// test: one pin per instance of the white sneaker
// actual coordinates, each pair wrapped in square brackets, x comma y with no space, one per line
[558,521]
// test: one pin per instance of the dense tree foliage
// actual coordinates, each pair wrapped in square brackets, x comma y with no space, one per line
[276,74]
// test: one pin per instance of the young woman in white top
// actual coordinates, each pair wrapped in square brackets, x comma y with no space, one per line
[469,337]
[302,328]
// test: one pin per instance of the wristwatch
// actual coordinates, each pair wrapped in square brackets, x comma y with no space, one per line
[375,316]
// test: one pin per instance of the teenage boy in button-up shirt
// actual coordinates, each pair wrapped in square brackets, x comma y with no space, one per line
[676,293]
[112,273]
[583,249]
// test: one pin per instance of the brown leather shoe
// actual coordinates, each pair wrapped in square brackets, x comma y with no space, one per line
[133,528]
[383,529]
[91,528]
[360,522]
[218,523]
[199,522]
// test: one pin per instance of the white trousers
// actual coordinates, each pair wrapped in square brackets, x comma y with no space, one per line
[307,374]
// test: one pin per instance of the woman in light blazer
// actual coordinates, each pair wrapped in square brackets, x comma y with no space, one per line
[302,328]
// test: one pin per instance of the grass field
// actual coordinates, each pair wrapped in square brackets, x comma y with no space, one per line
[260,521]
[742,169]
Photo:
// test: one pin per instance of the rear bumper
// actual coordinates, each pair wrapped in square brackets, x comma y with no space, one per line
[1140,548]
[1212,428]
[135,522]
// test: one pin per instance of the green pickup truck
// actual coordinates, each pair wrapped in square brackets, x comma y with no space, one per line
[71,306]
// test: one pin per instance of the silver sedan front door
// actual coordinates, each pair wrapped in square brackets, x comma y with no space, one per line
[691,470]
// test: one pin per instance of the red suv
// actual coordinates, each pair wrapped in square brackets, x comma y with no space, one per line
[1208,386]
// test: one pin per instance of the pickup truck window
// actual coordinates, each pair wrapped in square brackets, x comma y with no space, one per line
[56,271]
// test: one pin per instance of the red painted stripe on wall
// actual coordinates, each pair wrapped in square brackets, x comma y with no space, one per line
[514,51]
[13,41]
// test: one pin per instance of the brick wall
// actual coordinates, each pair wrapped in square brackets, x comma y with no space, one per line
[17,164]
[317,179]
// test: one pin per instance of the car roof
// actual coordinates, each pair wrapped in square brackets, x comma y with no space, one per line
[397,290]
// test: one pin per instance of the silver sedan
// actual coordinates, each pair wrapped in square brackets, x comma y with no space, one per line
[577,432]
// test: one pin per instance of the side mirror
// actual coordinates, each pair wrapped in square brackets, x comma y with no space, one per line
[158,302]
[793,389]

#### YOUR TASK
Reproduce all of the records above line for line, without changing a single character.

#### THE RESULT
// test: one pin per instance of the white sneaker
// actual coordinates, each pair wrapped in square brackets, x comma y with no space, one per line
[558,521]
// test: one pin per instance of the dense tree foliage
// actual coordinates, each pair wrapped in square brackets, x comma y with no space, one per line
[276,74]
// test: one pin per instance of the young woman in white top
// actual coordinates, each pair wrapped in square brackets, x comma y with no space, one per line
[469,337]
[302,328]
// test: one pin per instance of the wristwatch
// actual coordinates, each pair wrapped in square brackets, x comma y with no space, one per line
[375,316]
// test: one pin per instance of the teenage boy in button-up shirt
// actual coordinates, each pair wrapped in square brackets, x comma y with no space, one per line
[676,293]
[112,273]
[583,249]
// test: one pin per instance of the brown leather shoe
// actual coordinates, each pair wrapped in square brackets, x comma y with no space, one per line
[133,528]
[383,529]
[91,528]
[360,522]
[218,523]
[199,522]
// test: one pin per instance of the white trousers
// actual coordinates, each pair wrapped in square brackets, x comma y with no space, one per line
[307,374]
// test: one pin per instance of the woman in light blazer
// actual coordinates, each pair wrapped in square brackets, x comma y with no space, one per line
[302,328]
// test: one pin per instance of the grass field
// actual coordinates, each pair wrapped in square brackets, x comma y with no space, one per line
[260,521]
[742,169]
Photo:
// test: one pin per instance of the rear bumper
// actual coordinates, each pair wrapped in square brackets, x comma y with no space, one per line
[1140,548]
[1212,428]
[135,522]
// test: one pin per instance of the green pickup truck
// actual coordinates, each pair wrapped in square brackets, x comma y with no space, one per line
[71,306]
// test: one pin per instance of the silver sedan front door
// actual coordinates, each pair wrapped in square brackets, x comma y with no space, one per line
[691,470]
// test: one pin per instance of the red suv
// actual coordinates, each pair wrapped in square brackets, x comma y with no space, one per line
[1208,386]
// test: one pin per instance of the pickup truck window
// actual coordinates, each pair wrapped in square brackets, x comma y with no space, one per line
[56,271]
// test: one pin per instance of the red painted stripe on wall
// actual coordinates, each pair wrapped in square brackets, x comma y with no space, one per line
[514,51]
[13,41]
// test: one pin per instance of the brick wall
// actual coordinates, each pair wrapped in square brackets, x comma y with no space, one per line
[17,164]
[317,179]
// test: one pin per instance of the car roof
// actual coordinates, each pair wrapped in square brackets, x comma y with no space, one per line
[397,290]
// test: one pin per instance of the silver sedan
// actual coordinates, each pair wrapped in square brackets, x comma y with no space, one per line
[577,432]
// test: one pin per instance of the side mirror
// actual coordinates, each pair wrapped in square brackets, x comma y with no space, one per line
[158,302]
[793,389]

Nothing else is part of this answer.